• TEXTE PRÉSENTÉ

· · · · · · ·

Si tu envisageais un iPad Pro 256Go, pourquoi ne pas rester dessus et prendre un modèle "Cellular" et reporter l'achat de l'iPhone ? Gros inconvénient : il prendra de la place


----------



## Gwen (30 Mars 2020)

ecatomb a dit:


> Si tu envisageais un iPad Pro 256Go, pourquoi ne pas rester dessus et prendre un modèle "Cellular" et reporter l'achat de l'iPhone ? Gros inconvénient : il prendra de la place


Un iPad cellular ne permet pas de téléphoner.


----------



## Membre supprimé 1129907 (30 Mars 2020)

Et  , je passe pour un idiot, je confond avec l'iPad 4G qui a existé sur certain modèles...
J'ai donc officiellement appris aujourd'hui que le Cellular, c'est pour le gps 

Dans ce cas, le iPhone 11 Pro Max si c'était la taille de l'écran du iPad qui t'intéressait ?


----------



## Matpolux (30 Mars 2020)

gwen a dit:


> Un iPad cellular ne permet pas de téléphoner.



Je ne me vois pas non plus faire les photos de tous les jours avec. 

Une autre solution serait de conserver le SE jusqu'en septembre 2020 ( date théorique des nouvelles annonces ) et d'acheter l'iPad pro comme prévu. Le format du SE, je vais m'y habituer (avant cela ne posait pas de problème de frappe) mais quid des photos


----------



## Matpolux (30 Mars 2020)

ecatomb a dit:


> Et  , je passe pour un idiot, je confond avec l'iPad 4G qui a existé sur certain modèles...
> J'ai donc officiellement appris aujourd'hui que le Cellular, c'est pour le gps
> 
> Dans ce cas, le iPhone 11 Pro Max si c'était la taille de l'écran du iPad qui t'intéressait ?

· · · · · · ·

Entrées de données collectées
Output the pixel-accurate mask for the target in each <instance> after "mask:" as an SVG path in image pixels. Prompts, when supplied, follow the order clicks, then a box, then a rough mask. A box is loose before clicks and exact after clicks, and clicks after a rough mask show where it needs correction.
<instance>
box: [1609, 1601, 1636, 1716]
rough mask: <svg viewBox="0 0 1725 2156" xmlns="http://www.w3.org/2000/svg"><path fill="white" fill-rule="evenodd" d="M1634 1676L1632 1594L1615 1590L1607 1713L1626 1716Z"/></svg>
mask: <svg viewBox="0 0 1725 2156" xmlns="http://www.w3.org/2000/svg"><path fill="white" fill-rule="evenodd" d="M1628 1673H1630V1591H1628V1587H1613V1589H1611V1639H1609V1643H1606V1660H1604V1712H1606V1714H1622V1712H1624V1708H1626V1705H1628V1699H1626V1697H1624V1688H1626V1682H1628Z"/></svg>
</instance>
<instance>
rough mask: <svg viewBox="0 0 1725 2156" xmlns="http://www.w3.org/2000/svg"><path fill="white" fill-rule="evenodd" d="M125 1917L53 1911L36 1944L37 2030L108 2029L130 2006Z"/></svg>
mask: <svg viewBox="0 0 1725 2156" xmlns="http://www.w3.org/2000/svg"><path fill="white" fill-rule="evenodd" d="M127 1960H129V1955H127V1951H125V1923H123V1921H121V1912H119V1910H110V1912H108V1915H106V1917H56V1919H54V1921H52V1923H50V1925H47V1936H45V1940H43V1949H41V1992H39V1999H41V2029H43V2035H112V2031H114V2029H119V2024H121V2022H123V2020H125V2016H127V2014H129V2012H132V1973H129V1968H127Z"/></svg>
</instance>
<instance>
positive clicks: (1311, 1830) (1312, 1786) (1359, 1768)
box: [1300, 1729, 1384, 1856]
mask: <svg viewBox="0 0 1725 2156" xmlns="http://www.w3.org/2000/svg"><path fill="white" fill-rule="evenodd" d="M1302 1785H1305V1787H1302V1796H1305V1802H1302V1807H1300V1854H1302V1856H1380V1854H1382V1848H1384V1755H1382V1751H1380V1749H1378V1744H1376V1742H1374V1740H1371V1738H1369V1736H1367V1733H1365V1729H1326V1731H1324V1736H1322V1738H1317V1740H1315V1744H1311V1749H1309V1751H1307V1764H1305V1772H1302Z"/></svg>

· · · · · · ·

• CONSIGNE ÉCRITE 1
Dans le fil de discussion sur l'iPad et l'iPhone, jusqu'à quand le message de Matpolux propose-t-il de conserver le SE ?
• CONSIGNE ÉCRITE 2
Les affirmations suivantes concordent-elles avec le fil de discussion sur l'iPad et l'iPhone ? (a) Gwen affirme qu'un iPad Cellular permet de téléphoner. (b) Le membre supprimé 1129907 suggère l'iPhone 11 Pro Max. (c) Le premier message évoque un iPad Pro de 256 Go.
• CONSIGNE ÉCRITE 3
Poursuivez le fil de discussion sur l'iPad et l'iPhone à partir de la dernière ligne affichée.

• RÉPONSE 1
Jusqu'en septembre 2020, date théorique des nouvelles annonces.

• RÉPONSE 2
(a) Non : « Un iPad cellular ne permet pas de téléphoner. »
(b) Oui : « Dans ce cas, le iPhone 11 Pro Max si c'était la taille de l'écran du iPad qui t'intéressait ? »
(c) Oui : « Si tu envisageais un iPad Pro 256Go »

• RÉPONSE 3
Non l'iPad m'intéresse pour avoir un outil personnel de travail et de consultation. Dans le cadre de mon boulot, je suis doté d'un MacBook Pro 13 2019 et d'un iPad Air que j'utilise au quotidien, les soirs et les week-ends. Etant des outils professionnels, je n'ai aucune possibilité de couper le cordon qui me lie avec mon travail. Les mails et autres notifications pro arrivent sans cesse et cela n'est pas très agréable le samedi soir en consultant le web ou autre à titre perso.
Pour les appels, ayant créé une liste perso / pro, je n'ai pas ce problème. 

La version Max et les gros téléphones en général ne m'attire pas. C'est aussi pour cette raison que l'iPhone 11 Pro me fait plus de l'oeil, le format est juste parfait pour moi ( je l'ai eu en main en Apple Store à 2 reprises )


----------



## Matpolux (30 Mars 2020)

J'ai finalement commandé un 11 Pro vert 64Go en début d'après-midi. Ce stockage étant suffisant avec mon X, je ne devrais pas être pénalisé. 
Livraison planifiée le 1/04 d'après Apple. A suivre...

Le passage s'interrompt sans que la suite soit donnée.